WORK REQUEST:
Write an exact copy of the entries below that leaves out all pictures.

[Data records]
# # # #

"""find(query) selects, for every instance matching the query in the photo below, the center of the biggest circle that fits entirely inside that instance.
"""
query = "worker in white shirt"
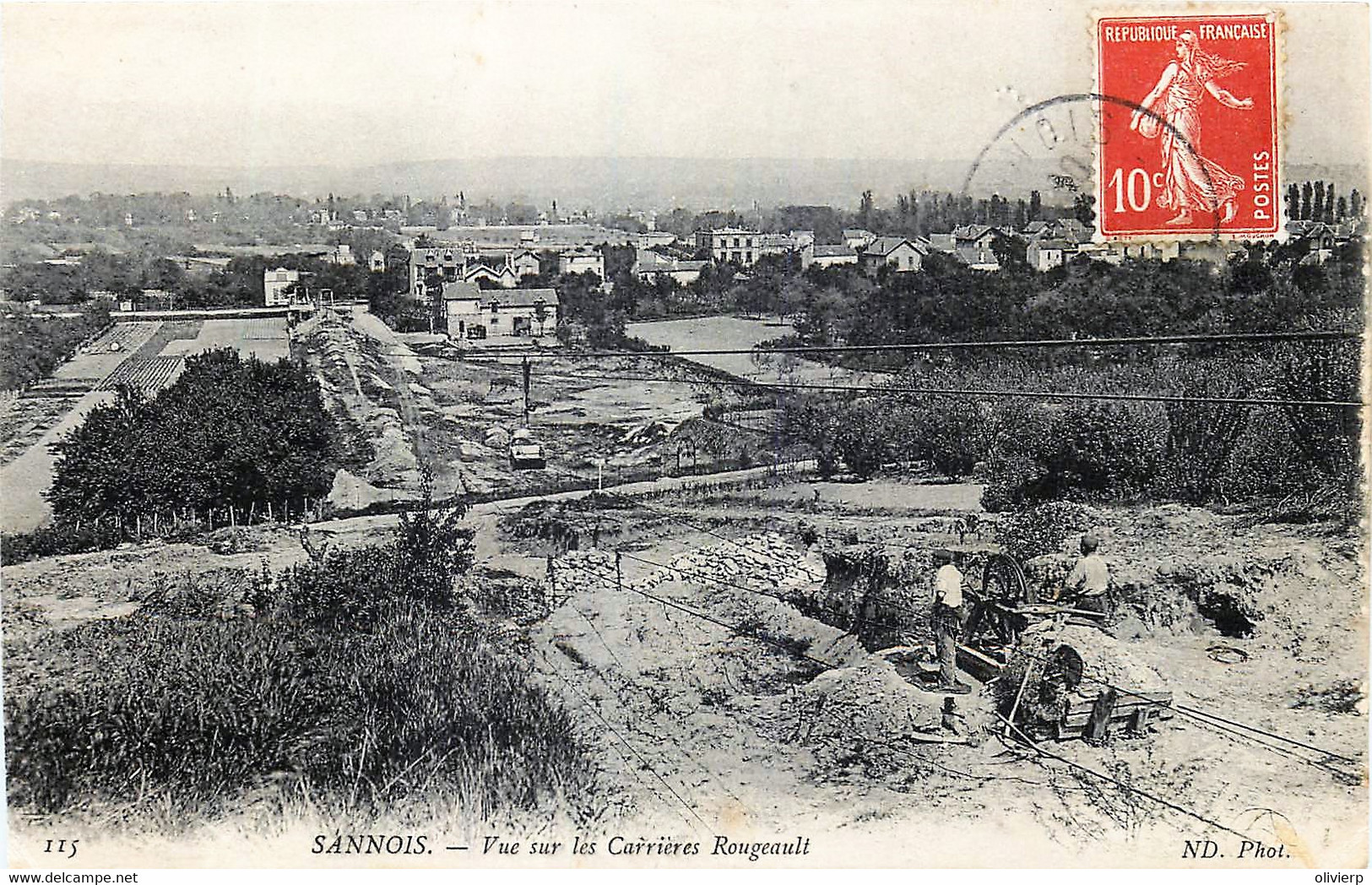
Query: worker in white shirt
(946, 621)
(1086, 588)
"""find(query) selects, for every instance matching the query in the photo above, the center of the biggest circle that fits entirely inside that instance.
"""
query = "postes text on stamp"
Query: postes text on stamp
(1187, 142)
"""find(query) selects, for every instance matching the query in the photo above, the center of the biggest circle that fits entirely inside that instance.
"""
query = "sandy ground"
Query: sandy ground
(704, 731)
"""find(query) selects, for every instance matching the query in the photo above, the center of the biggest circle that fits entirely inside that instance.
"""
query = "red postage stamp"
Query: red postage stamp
(1187, 143)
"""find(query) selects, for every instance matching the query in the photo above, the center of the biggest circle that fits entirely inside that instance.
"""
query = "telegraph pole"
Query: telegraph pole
(526, 390)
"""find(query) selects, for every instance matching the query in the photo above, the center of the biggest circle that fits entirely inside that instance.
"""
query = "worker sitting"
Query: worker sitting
(1087, 588)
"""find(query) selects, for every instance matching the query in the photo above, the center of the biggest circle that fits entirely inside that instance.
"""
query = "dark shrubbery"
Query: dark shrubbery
(230, 432)
(36, 345)
(349, 683)
(1033, 450)
(59, 540)
(1040, 529)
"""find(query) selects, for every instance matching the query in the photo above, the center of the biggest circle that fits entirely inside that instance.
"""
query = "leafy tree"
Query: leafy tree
(230, 432)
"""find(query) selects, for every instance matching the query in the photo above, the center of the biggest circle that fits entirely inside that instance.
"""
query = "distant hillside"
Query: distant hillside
(575, 182)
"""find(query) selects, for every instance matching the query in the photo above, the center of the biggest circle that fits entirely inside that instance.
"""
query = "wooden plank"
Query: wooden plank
(1101, 714)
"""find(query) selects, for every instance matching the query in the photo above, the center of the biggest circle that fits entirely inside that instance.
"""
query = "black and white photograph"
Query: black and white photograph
(685, 434)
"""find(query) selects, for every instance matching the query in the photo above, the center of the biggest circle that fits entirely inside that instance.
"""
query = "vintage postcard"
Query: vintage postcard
(684, 434)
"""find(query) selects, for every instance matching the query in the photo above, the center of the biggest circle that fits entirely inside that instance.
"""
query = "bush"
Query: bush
(190, 714)
(58, 540)
(36, 345)
(230, 432)
(1040, 529)
(342, 678)
(1203, 437)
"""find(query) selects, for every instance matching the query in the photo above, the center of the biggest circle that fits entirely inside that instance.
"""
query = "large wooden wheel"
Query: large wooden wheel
(1003, 588)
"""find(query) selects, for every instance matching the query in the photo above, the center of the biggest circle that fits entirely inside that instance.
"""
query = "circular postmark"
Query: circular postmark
(1053, 147)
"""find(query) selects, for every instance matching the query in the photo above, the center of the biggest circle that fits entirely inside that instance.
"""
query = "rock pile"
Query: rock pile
(763, 562)
(867, 715)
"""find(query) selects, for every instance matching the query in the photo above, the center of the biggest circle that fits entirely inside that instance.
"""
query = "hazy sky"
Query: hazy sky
(235, 83)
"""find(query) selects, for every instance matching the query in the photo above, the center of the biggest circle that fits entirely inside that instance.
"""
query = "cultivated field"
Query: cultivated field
(742, 334)
(149, 356)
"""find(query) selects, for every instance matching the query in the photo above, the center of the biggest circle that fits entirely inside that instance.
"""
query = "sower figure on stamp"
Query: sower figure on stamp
(946, 622)
(1190, 180)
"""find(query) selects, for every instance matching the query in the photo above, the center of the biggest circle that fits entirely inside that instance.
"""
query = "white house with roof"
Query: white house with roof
(858, 239)
(827, 256)
(651, 267)
(897, 252)
(581, 261)
(526, 263)
(475, 313)
(274, 281)
(737, 245)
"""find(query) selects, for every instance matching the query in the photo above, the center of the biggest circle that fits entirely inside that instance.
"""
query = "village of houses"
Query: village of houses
(474, 285)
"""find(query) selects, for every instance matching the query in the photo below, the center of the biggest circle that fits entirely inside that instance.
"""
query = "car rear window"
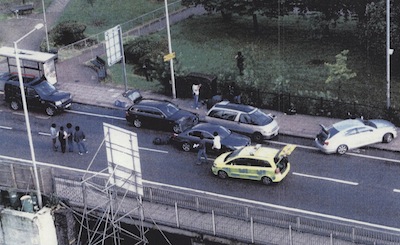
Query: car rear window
(260, 118)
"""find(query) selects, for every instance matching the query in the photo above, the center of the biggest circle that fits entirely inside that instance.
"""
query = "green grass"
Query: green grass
(106, 14)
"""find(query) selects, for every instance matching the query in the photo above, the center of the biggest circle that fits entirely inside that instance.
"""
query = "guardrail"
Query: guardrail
(217, 215)
(97, 41)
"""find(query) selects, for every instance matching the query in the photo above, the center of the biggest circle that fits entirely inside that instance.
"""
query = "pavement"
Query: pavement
(75, 76)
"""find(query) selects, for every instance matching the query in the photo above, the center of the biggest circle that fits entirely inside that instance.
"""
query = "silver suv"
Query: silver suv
(244, 119)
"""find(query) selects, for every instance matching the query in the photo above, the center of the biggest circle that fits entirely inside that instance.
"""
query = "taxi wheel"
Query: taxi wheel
(177, 128)
(342, 149)
(266, 180)
(222, 174)
(15, 105)
(387, 138)
(137, 123)
(50, 111)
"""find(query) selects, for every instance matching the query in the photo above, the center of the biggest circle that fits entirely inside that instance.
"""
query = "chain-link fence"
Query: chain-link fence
(205, 213)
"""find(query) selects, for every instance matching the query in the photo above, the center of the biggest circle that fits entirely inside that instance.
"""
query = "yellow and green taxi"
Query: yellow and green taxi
(255, 163)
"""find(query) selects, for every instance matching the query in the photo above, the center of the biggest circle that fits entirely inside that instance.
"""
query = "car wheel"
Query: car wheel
(137, 123)
(176, 128)
(186, 146)
(50, 111)
(196, 120)
(257, 137)
(15, 105)
(342, 149)
(266, 180)
(387, 138)
(222, 174)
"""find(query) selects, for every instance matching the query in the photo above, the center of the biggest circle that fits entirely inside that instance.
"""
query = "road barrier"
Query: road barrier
(197, 211)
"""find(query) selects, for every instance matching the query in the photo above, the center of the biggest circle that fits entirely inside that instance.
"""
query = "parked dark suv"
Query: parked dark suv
(40, 94)
(158, 114)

# # # #

SOLUTION TO THE EXERCISE:
"""find(query) selects, for every instance matching the query in the photo below, the center of the biggest circle that fits entirely inside that instance.
"""
query = "worker in white shirt"
Query: worker in white shirt
(946, 621)
(1086, 588)
"""find(query) selects, for every instance matching the query in the photo above, the center of the biggest circle that fits entirely inside that instance.
"""
query = "postes text on stamp"
Query: postes text on stamp
(1187, 142)
"""find(query) selects, for every instance matching the query in the photo above, the center of the biggest circle that fits entirely inside that instance.
"""
query = "sandy ground"
Query: sandy ground
(704, 731)
"""find(query) selects, for every instance matching the query in the photo above, the center of the biggest circle that fits entirely inside that instance.
"""
query = "red postage stamp"
Query: red postage stamp
(1187, 143)
"""find(query) selects, for every instance matching the query in the photo above, the center of the biggest circle that fits entirely inside that instance.
"""
query = "telegraph pole"
Query: telegraph pole
(526, 390)
"""find(query) selects, for every instance matching the query in the photo above, the center of the biggest circle that fits entirely inside that instance.
"""
query = "worker sitting"
Query: worker sitting
(1087, 588)
"""find(query) selects, for every instance matching the query in the photo above, the center of the biggest circle that fits entirely inside that instance.
"""
query = "dark shrubbery"
Query: dark shrubbery
(230, 432)
(36, 345)
(349, 683)
(1033, 450)
(59, 540)
(1040, 529)
"""find(query) selects, for every instance matching the query in the photo above, the center of the biggest circle that fits entirely inside that instance.
"""
query = "leafy tree"
Query: leafy tree
(230, 432)
"""find(query) selects, for every instance matching the query in the photo above, the center of the biggest circle that fits entirely inside that instance.
"""
query = "distant hillside"
Query: distant hillside
(575, 182)
"""find(query) selects, for every instance matching the query in the photo above, the center of the biggest circle that fits entirely inside that instance.
"""
query = "wooden plank"
Query: wooden plank
(1101, 714)
"""find(query) selects, for every instance matching the query in the photo above, the center of the biggest circle that fits entirely inside that instance.
"""
query = "black and white photograph"
Query: black and white photograph
(685, 434)
"""find(query) selects, for every instance matching the query in the photo above, the center of the biggest circle that fits entirely inside that instance.
"""
query = "vintage postcard"
Query: vintage postcard
(684, 434)
"""find(query) selects, for every instance matching the query in the photo above, the center of the biggest circle that fits entirely inside that instance.
"""
query = "bush"
Query: bush
(190, 714)
(58, 540)
(36, 345)
(230, 432)
(1040, 529)
(342, 678)
(1203, 437)
"""find(query) selects, for every instance matching the query in the photo above, the center of the biggest circle that fits entirely inside that instance.
"""
query = "large wooden wheel"
Query: large wooden wheel
(1003, 588)
"""find(query) selects, for every instance matching the query in the photo above, the center of the biggest circle that fits entirely inside that instance.
"""
query = "circular postmark"
Query: circular postmark
(1053, 147)
"""find(query) selects, for every instance matching the query in the photo above, the center of the biggest circle that fits entirely inside that instance.
"""
query = "rock pile"
Query: rock pile
(763, 562)
(867, 715)
"""find(query) selects, for every instance matching the query in the photo above, the center of the biggest circle that fits entirely inside that instance.
"""
query = "hazy sky"
Query: hazy sky
(235, 83)
"""find(query) selects, for every instance matching the query in the photo above, the center of the biggest circle that fits entirely inside that instance.
"""
query = "cultivated field"
Query: cultivated field
(742, 334)
(149, 356)
"""find(query) selects, for every instance matching the query in the photo above, the center of the biggest circle that fits entirely inside that instance.
"""
query = "sower figure on stamp"
Query: sower figure on stamp
(946, 622)
(1190, 180)
"""find(query) selects, for every instance matching the query in the photo above, the center of the biggest circle that fits entirely inside that instance.
"""
query = "white house with roof"
Query: white house with roof
(858, 239)
(827, 256)
(651, 267)
(897, 252)
(581, 261)
(526, 263)
(475, 313)
(274, 281)
(737, 245)
"""find(query) selects, for every instance matching the query in the photo above, the center of the biggest circle that fits entirely inside that instance.
"""
query = "village of houses"
Query: village of houses
(474, 285)
"""find(query) selects, for every instance matching the query in the photo below, the center of the biggest circle that fits entirely inside that instance.
"""
query = "car rear window"
Query: car rear window
(260, 118)
"""find(query) selects, for every instance matching the query in the photo above, the center of the biggest circle that fits entirely inside that instance.
"""
query = "green grass"
Query: green grass
(106, 14)
"""find(query) selects, for every instance matching the query in the photo above, the center of the biggest circle that fits entirely inside that instance.
"""
query = "guardrail"
Query: guardrail
(217, 215)
(97, 41)
"""find(query) selects, for every instance matching the query in the photo above, the center of the biggest circle that fits entirely inside that instance.
"""
query = "pavement"
Query: pavement
(75, 76)
"""find(query) selects, for every instance matching the query in the photo above, the center of the biggest circle that fits entirely inside that instance.
"""
query = "silver suv"
Query: silver suv
(244, 119)
"""find(query) selects, for every instance matching the query in the photo above, the center of the biggest circle that fits entirely inside that instance.
"""
query = "taxi wheel"
Query: taxi wheel
(177, 128)
(342, 149)
(266, 180)
(222, 174)
(15, 105)
(387, 138)
(137, 123)
(50, 111)
"""find(query) selects, for every instance matching the query in the photo above, the center of the biggest circle that fits entirely inside that instance.
"""
query = "chain-link fence"
Query: chain-link fence
(205, 213)
"""find(query) selects, for every instance matching the query in the photo above, the center of the biggest circle that fits entirely inside that instance.
"""
query = "yellow and green taxi"
Query: yellow and green taxi
(255, 163)
"""find(query) selects, for every instance matching the query in the photo above, the center of the biggest circle that fits entirely inside that instance.
"""
query = "car wheel"
Query: car wheel
(137, 123)
(176, 128)
(186, 146)
(50, 111)
(196, 120)
(257, 137)
(15, 105)
(342, 149)
(266, 180)
(387, 138)
(222, 174)
"""find(query) selects, for every instance matching the query in the photo above, the center of the biggest circle that fits entirely inside that instance.
"""
query = "road barrier"
Query: road barrier
(197, 211)
"""find(query) selects, for every instance matching the query in the photo above, the center of the biggest circle that fits entirely inside that instance.
"""
query = "parked dark suv"
Query: parked dark suv
(40, 94)
(158, 114)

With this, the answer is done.